-- Excerpt to read follows --

The project will examine the public health measures enacted from March 2020 to March 2022. “In the first phase, we will map the mandates and service changes by examining the public health news releases that notified the public daily and weekly,” said Curran. “We will then do content analysis and interview policy makers and service providers to understand what they were thinking when they developed the policy or service change, and how they constructed their strategy to communicate and implement this.”
In phase 2 of the project, Curran and her team will use the information obtained in phase 1 to guide interviews with 12 families from each of the maritime provinces to explore how they experienced these service changes. “We want to identify barriers to services, what worked, what didn’t work, so that we can move those forward into the future,” she said.
Importantly, parents will be active partners in this research, Curran said. “Our parent partners are working with us through all stages of this project. They are intricately involved with making decisions about our data collection strategy, how we plan to analyse the data, and they will guide us through development of recommendations and developing our knowledge dissemination plan,” she added.
Violence Against Women
Yakubovich and colleagues will examine violence against women in Ontario, Nova Scotia, and New Brunswick, and how well the services for abused women, such as women’s shelters, are meeting the needs of survivors.

-- Excerpt to read concluded --
-- Data listing follows --

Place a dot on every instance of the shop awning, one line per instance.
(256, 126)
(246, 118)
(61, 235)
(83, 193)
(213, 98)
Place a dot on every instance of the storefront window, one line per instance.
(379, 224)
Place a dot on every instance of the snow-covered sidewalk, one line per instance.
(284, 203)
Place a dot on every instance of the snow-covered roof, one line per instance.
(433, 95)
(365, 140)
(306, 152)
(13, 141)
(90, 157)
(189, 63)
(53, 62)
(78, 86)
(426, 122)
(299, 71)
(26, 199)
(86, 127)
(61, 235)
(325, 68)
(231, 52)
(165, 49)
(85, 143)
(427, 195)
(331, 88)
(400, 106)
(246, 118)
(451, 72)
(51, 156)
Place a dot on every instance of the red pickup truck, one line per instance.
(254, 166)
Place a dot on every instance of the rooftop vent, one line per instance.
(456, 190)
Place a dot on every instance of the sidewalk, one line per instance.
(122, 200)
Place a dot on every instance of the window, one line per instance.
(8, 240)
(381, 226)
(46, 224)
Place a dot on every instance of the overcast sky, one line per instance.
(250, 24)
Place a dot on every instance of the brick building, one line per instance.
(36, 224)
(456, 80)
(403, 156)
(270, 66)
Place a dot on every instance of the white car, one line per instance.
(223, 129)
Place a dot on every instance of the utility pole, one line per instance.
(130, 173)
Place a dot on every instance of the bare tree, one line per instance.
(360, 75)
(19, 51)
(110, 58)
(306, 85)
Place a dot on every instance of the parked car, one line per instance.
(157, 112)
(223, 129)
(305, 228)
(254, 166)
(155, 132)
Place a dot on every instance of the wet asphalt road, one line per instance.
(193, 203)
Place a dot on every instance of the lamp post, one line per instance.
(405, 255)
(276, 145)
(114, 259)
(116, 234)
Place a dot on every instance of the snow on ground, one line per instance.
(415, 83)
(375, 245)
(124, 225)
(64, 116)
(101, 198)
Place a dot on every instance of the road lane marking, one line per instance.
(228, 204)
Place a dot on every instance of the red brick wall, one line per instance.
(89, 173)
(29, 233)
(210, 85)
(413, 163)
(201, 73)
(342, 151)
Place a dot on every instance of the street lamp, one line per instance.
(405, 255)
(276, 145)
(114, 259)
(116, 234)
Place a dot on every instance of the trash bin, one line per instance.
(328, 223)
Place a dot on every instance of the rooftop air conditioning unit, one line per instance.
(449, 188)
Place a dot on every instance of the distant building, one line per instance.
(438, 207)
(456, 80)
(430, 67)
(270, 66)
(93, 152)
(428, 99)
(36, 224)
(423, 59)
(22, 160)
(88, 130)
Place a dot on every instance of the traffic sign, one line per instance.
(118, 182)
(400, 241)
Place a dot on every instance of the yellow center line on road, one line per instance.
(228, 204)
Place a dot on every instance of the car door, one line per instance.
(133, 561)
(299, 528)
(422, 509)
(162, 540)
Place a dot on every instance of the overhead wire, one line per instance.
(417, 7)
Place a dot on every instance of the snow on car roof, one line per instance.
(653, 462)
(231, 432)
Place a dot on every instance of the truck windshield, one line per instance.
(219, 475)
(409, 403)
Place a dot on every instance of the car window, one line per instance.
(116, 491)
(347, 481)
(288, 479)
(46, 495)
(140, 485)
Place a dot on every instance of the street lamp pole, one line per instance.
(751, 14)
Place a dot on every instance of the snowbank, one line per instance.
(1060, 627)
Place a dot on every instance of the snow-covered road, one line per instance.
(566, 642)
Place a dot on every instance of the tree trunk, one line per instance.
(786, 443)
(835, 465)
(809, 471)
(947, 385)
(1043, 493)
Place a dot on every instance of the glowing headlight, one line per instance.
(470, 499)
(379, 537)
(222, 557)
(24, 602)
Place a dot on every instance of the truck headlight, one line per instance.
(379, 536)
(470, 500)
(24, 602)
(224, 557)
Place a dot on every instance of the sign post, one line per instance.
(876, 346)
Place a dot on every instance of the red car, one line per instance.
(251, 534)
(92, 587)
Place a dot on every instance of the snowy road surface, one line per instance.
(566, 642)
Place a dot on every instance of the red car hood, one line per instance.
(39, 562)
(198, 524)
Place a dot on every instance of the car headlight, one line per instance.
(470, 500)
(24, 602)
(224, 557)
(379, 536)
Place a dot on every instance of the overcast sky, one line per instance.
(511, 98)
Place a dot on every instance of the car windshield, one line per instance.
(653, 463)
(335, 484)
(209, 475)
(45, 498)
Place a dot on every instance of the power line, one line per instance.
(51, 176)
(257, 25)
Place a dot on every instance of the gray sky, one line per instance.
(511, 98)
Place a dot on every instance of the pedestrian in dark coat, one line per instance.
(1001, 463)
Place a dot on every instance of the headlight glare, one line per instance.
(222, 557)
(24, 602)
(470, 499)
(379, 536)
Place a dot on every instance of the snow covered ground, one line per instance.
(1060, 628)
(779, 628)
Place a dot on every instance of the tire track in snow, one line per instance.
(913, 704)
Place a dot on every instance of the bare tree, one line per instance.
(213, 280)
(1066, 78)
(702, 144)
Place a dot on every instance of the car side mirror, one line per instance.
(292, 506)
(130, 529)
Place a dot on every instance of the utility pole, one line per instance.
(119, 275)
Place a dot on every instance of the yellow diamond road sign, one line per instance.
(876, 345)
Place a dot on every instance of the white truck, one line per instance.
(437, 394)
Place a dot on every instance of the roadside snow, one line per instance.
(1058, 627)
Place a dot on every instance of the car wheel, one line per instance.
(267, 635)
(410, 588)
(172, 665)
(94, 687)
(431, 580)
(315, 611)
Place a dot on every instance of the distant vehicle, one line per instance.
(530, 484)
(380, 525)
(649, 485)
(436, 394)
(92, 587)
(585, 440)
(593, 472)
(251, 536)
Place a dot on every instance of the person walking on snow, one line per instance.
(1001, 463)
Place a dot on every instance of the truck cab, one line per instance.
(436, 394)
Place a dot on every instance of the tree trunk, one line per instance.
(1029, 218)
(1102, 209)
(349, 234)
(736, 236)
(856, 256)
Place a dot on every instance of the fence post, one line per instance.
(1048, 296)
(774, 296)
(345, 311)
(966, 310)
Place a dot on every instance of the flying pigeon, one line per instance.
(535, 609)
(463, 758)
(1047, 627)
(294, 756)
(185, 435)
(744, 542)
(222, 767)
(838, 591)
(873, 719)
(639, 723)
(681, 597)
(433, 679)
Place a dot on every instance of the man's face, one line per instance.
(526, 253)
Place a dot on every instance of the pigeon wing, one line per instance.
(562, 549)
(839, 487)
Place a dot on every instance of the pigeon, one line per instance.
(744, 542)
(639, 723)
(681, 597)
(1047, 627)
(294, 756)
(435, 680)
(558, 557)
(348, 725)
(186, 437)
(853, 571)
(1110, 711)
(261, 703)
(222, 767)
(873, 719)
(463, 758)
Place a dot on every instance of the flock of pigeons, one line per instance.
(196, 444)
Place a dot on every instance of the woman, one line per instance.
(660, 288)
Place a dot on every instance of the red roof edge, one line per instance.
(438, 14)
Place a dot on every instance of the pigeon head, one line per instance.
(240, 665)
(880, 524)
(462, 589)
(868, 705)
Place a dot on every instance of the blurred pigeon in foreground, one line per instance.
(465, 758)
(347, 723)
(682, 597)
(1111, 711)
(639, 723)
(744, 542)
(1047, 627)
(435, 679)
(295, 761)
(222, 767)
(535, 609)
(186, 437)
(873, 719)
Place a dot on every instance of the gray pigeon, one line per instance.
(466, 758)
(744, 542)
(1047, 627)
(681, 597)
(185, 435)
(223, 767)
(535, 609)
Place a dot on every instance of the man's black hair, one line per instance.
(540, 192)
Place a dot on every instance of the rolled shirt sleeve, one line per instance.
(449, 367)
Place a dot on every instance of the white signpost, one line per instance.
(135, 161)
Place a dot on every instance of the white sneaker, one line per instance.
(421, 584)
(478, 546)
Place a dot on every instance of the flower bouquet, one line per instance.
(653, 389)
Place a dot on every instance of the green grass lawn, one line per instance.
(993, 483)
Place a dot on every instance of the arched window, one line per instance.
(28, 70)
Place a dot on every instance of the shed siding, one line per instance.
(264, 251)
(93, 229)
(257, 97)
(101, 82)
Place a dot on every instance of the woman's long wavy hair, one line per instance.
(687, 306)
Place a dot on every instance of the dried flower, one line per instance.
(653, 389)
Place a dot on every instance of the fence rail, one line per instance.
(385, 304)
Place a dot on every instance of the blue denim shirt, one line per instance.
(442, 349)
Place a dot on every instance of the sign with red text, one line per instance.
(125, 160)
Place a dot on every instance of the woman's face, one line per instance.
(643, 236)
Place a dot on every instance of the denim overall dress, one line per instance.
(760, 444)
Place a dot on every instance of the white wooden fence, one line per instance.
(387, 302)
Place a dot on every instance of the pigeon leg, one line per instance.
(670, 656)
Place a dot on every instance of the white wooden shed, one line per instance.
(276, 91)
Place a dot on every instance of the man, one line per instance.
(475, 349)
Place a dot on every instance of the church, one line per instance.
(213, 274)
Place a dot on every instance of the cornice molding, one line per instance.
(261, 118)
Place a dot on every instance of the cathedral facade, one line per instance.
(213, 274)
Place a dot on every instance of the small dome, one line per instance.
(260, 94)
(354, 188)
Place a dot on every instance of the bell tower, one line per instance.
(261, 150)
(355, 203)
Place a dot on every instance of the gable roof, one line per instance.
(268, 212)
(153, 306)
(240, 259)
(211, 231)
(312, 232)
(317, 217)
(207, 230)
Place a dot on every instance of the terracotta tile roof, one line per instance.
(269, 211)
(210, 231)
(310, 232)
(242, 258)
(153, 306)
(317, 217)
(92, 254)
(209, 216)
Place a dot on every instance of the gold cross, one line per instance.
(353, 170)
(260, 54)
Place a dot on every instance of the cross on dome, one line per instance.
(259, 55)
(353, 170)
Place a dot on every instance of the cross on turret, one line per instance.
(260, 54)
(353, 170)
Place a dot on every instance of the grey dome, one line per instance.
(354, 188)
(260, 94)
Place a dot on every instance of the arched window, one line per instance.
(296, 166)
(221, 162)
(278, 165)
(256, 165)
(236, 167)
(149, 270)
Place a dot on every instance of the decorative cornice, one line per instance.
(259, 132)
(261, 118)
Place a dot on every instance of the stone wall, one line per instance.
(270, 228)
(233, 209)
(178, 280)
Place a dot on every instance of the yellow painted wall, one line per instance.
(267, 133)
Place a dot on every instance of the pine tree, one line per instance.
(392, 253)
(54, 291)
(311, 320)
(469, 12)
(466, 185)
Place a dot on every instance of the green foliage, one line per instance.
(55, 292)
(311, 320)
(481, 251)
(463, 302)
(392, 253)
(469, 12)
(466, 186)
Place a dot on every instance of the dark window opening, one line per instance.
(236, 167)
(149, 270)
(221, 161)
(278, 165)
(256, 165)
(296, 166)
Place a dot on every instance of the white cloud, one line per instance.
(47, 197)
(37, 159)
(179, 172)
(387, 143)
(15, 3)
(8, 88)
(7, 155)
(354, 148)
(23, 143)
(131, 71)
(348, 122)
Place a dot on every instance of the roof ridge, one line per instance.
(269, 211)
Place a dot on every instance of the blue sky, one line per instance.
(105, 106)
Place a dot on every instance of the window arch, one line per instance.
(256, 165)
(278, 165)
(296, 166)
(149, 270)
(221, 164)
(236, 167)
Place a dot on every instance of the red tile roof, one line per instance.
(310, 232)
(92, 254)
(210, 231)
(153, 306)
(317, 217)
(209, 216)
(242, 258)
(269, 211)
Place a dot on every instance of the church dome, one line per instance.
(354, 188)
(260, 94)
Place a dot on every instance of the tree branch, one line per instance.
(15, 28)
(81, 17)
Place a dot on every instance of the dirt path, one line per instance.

-- Data listing concluded --

What to work on:
a) In the research project excerpt, copy the passage between "Importantly, parents will" and "needs of survivors.", inclusive, substituting "Prince Edward Island" for "Nova Scotia".
b) According to the research project excerpt, how many families from each of the maritime provinces will be interviewed in phase 2?
c) How would you render this sentence from the research project excerpt in Spanish: "Importantly, parents will be active partners in this research, Curran said."
These records were taken from a separate source.

Task-by-task answers:
a)
Importantly, parents will be active partners in this research, Curran said. “Our parent partners are working with us through all stages of this project. They are intricately involved with making decisions about our data collection strategy, how we plan to analyse the data, and they will guide us through development of recommendations and developing our knowledge dissemination plan,” she added.
Violence Against Women
Yakubovich and colleagues will examine violence against women in Ontario, Prince Edward Island, and New Brunswick, and how well the services for abused women, such as women’s shelters, are meeting the needs of survivors.

b) 12 families

c) Es importante destacar que los padres serán socios activos en esta investigación, dijo Curran.